Given exercise: Copy out each of the following items word for word.
--- start of Dataset excerpts ---
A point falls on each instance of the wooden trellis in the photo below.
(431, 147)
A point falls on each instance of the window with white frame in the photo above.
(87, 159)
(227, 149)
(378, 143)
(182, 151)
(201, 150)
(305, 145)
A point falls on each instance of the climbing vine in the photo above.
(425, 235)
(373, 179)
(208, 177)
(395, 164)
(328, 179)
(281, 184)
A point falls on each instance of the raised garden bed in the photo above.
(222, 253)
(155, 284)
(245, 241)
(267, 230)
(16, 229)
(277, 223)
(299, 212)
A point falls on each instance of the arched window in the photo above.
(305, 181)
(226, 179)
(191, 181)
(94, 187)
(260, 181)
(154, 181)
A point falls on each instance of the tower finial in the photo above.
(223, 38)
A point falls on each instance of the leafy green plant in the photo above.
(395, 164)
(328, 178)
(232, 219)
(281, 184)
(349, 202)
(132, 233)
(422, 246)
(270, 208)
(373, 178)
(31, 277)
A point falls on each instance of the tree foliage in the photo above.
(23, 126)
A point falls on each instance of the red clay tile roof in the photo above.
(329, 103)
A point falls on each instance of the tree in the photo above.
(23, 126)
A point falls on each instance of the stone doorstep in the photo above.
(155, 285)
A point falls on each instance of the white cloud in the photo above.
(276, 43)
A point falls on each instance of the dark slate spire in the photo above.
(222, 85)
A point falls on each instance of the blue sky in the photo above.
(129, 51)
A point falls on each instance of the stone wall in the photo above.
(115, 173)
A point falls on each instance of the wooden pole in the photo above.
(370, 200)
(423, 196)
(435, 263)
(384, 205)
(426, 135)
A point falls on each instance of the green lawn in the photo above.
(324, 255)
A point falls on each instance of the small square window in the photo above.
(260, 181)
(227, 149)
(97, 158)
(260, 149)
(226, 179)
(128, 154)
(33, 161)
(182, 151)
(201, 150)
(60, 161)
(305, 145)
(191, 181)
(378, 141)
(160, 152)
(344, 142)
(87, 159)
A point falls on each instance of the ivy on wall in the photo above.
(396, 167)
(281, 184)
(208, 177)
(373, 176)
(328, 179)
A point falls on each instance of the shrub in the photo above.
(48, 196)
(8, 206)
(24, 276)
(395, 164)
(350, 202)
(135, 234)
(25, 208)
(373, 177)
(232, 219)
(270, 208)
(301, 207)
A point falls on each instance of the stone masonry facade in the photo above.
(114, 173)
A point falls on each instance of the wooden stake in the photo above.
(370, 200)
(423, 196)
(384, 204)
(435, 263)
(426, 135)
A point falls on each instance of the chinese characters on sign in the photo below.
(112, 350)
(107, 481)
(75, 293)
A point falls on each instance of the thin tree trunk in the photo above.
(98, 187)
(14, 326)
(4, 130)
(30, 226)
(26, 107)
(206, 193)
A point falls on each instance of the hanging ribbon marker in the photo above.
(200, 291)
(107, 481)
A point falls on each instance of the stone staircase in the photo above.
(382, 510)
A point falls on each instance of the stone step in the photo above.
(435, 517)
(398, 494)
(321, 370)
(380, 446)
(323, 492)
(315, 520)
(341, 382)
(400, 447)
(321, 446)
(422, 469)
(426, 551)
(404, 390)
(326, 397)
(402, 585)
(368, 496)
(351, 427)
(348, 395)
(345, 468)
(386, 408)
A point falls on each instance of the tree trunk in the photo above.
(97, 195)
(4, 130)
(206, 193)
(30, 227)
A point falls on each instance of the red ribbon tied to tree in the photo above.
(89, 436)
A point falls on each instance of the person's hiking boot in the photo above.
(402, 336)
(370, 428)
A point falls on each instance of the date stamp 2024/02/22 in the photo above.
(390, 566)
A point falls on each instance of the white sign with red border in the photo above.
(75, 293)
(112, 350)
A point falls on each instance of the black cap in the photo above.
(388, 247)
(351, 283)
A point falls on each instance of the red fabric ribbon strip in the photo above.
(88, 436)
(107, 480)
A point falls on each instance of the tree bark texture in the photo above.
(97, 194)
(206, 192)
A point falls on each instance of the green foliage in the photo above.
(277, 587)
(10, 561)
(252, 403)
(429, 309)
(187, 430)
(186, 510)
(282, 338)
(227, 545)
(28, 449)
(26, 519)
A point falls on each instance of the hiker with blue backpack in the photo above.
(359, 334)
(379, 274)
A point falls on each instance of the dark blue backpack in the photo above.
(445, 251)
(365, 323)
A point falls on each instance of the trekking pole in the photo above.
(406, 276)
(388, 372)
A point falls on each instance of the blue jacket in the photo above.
--- end of Dataset excerpts ---
Output of the task:
A point falls on each instance of the wooden trellis in the photo below.
(431, 147)
A point falls on each instance of the window with white frame in the photo above.
(87, 159)
(227, 149)
(378, 143)
(182, 151)
(201, 150)
(305, 145)
A point falls on each instance of the climbing vine in the photo above.
(425, 235)
(373, 179)
(208, 177)
(395, 164)
(328, 179)
(281, 184)
A point falls on each instance of the raised garden bed in the photo above.
(222, 253)
(155, 284)
(245, 241)
(267, 230)
(16, 229)
(277, 223)
(299, 212)
A point falls on each instance of the arched window in the photo above.
(305, 181)
(226, 179)
(191, 181)
(94, 187)
(260, 181)
(154, 181)
A point falls on each instance of the tower finial in the photo above.
(223, 38)
A point falls on each instance of the leafy green plant in the photo above.
(395, 164)
(328, 178)
(232, 219)
(281, 184)
(349, 202)
(132, 233)
(422, 246)
(270, 208)
(373, 178)
(31, 277)
A point falls on each instance of the tree foliage in the photo above.
(23, 126)
A point falls on each instance of the red clay tile roof in the photo above.
(329, 103)
A point falls on each instance of the tree in the photo above.
(23, 126)
A point falls on each instance of the stone doorstep in the photo above.
(155, 285)
A point falls on each instance of the white cloud in the photo above.
(276, 43)
A point falls on each instance of the dark slate spire in the photo above.
(222, 85)
A point falls on each instance of the blue sky in the photo above.
(129, 51)
A point falls on each instance of the stone wall in the photo above.
(115, 173)
A point falls on each instance of the wooden pole in the photo above.
(370, 200)
(423, 196)
(435, 263)
(384, 205)
(426, 135)
A point falls on each instance of the green lawn in the photo above.
(324, 255)
A point falls on each instance of the small square window in the photo above.
(260, 181)
(227, 149)
(97, 158)
(260, 149)
(226, 179)
(128, 154)
(33, 161)
(182, 151)
(201, 150)
(60, 161)
(305, 145)
(191, 181)
(378, 141)
(160, 152)
(344, 142)
(87, 159)
A point falls on each instance of the ivy on wall in the photo above.
(396, 167)
(281, 184)
(208, 177)
(373, 176)
(328, 179)
A point falls on each instance of the shrub in the photo above.
(48, 196)
(8, 206)
(24, 276)
(395, 164)
(350, 202)
(135, 234)
(25, 208)
(373, 177)
(232, 219)
(270, 208)
(301, 207)
A point falls on each instance of the stone masonry facade in the photo above.
(114, 173)
A point falls on each instance of the wooden stake in the photo above.
(370, 200)
(423, 196)
(384, 204)
(435, 263)
(426, 135)
A point falls on each instance of the chinese characters on sign in the photo below.
(112, 350)
(107, 481)
(75, 293)
A point falls on each instance of the thin tree trunk in the photo above.
(98, 187)
(14, 326)
(4, 130)
(30, 226)
(26, 107)
(206, 193)
A point falls on each instance of the hanging ribbon marker in the photo above.
(200, 291)
(107, 481)
A point falls on each instance of the stone staircase in the photo above.
(382, 510)
A point falls on each instance of the stone step in the photo above.
(435, 517)
(398, 494)
(321, 370)
(380, 446)
(323, 492)
(315, 520)
(341, 382)
(400, 447)
(321, 446)
(422, 469)
(426, 551)
(404, 390)
(326, 397)
(402, 585)
(368, 496)
(351, 427)
(348, 395)
(345, 468)
(386, 408)
A point falls on each instance of the tree trunk in the photo above.
(97, 195)
(4, 130)
(206, 193)
(30, 227)
A point falls on each instance of the red ribbon tied to tree in the photo above.
(89, 436)
A point falls on each instance of the person's hiking boot in the photo above.
(402, 336)
(370, 428)
A point falls on each instance of the date stamp 2024/02/22 in the photo above.
(390, 566)
A point falls on each instance of the white sign with red border in the photo above.
(75, 293)
(112, 350)
A point falls on each instance of the black cap in the photo above.
(388, 247)
(351, 283)
A point falls on each instance of the red fabric ribbon strip in the photo above.
(88, 436)
(107, 480)
A point falls on each instance of the tree bark texture in the photo above.
(97, 194)
(206, 192)
A point falls on each instance of the green foliage in the photo above.
(277, 587)
(10, 561)
(252, 403)
(429, 309)
(187, 430)
(186, 510)
(282, 338)
(227, 545)
(28, 449)
(26, 519)
A point falls on each instance of the hiker with blue backpack in the photo above.
(359, 334)
(379, 274)
A point falls on each instance of the dark blue backpack in the photo above.
(445, 251)
(365, 323)
A point falls on each instance of the trekking pole in the photo above.
(406, 276)
(388, 372)
A point falls on each instance of the blue jacket in the photo above.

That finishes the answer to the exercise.